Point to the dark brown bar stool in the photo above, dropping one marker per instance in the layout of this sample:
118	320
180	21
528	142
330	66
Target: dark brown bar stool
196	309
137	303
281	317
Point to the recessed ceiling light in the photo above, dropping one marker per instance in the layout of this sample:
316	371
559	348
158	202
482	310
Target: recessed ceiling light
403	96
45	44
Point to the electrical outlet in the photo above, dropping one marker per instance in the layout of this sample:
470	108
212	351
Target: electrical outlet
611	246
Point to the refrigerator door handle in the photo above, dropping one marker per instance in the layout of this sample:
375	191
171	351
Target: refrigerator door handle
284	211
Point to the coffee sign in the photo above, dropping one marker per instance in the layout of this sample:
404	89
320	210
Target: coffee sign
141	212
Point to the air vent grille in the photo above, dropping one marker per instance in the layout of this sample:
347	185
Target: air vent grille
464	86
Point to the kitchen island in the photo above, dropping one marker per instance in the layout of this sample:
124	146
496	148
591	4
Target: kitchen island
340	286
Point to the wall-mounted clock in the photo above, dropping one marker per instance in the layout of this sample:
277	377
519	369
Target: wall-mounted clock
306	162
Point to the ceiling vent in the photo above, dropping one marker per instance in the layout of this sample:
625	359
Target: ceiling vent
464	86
◆ ◆ ◆ ◆ ◆
**Written task**
Reproduce all of the data above, switching every occurrence of "marker" to "pin" and leaving all other text unchanged.

**In response**
Point to the dark brown bar stool in the photo above, dropping one pin per instance in the layout of this sample:
118	320
180	21
528	142
330	66
Target: dark brown bar stool
196	309
137	303
281	317
Point to the recessed ceiling light in the photo above, dropping one pin per instance in the layout of this sample:
316	371
559	348
158	202
482	310
Target: recessed ceiling light
403	96
45	44
Point to the electrical outlet in the photo above, dropping one pin per instance in the layout of this sample:
470	108
212	351
Target: electrical outlet
611	246
Point to the refrigerator door handle in the photo above, dropping one pin per instance in the layout of this sample:
375	191
171	351
Target: refrigerator door handle
284	211
Point to the coffee sign in the photo above, dropping one pin per instance in the layout of this sample:
404	89
320	210
Target: coffee sign
141	212
Point to the air vent grille in the photo above, dropping one pin per instance in the layout of this sample:
347	185
Target: air vent grille
464	86
Point to the kitchen island in the photo above, dropping one pin per instance in the layout of this sample:
124	146
496	148
591	4
Target: kitchen island
340	286
Point to the wall-mounted clock in the photo above, dropping one pin per instance in the layout of this sample:
277	377
519	369
Target: wall-mounted clock
306	162
Point to the ceiling vent in the photo above, dropping one pin per instance in the layout of this sample:
625	359
Target: ceiling vent
464	86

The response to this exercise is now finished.